* [What to do] Would you repeat exactly the part of the listing below that runs from the line containing "Thanks for the photo. Could you please mark the lamp" down to the line containing "Thanks for the photo. Could you please mark the stone", inclusive, and nothing else?
*** Opening of Task data ***
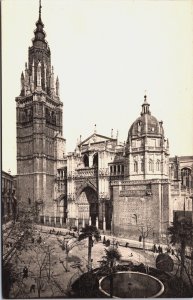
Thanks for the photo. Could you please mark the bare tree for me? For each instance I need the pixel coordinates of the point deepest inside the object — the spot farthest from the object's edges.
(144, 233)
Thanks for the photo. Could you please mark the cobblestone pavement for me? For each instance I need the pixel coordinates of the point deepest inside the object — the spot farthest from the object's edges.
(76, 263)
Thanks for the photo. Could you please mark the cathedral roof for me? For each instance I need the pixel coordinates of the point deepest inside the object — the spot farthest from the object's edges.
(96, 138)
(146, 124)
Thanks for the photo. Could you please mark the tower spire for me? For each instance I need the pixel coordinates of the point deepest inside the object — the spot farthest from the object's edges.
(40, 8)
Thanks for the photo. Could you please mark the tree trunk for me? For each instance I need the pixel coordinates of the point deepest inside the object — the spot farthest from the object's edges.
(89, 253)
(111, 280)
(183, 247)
*** Close of Task data ***
*** Opening of Task data ***
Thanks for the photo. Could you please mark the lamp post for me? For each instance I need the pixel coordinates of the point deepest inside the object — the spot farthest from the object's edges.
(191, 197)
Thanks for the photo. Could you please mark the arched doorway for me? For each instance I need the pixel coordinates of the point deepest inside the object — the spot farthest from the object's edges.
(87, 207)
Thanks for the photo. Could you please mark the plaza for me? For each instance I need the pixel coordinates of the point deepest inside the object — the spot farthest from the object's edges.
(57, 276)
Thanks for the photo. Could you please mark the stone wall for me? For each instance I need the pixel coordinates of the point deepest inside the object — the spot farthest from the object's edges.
*** Close of Task data ***
*** Opening of Task data ***
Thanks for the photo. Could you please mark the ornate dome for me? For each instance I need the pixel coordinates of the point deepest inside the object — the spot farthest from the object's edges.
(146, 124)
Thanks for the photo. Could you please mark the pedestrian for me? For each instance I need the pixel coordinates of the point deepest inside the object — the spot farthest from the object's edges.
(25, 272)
*** Close of Task data ***
* [Answer]
Thanks for the photo. Could you please mark the lamp post for me? For each instance I need the pixel coordinates of the point deepest inside the object — the spot farthest from the object's edges.
(191, 197)
Thanks for the photo. Could you please mark the arched doorway for me? For each instance I need the pixel coordinates of the point deepest inside the object — the spot farthest from the object's edges.
(87, 207)
Thanks for the photo. Could you please mark the plaza for me? For each instance I need the pixel coordinates of the point deepest inside the object — the spot farthest from the object's edges.
(57, 276)
Thanks for the photo. Could you please mark the stone wall for me? For each instance I need the pixel coordinates of the point deepest inside the object — the spot farthest from the object's edges.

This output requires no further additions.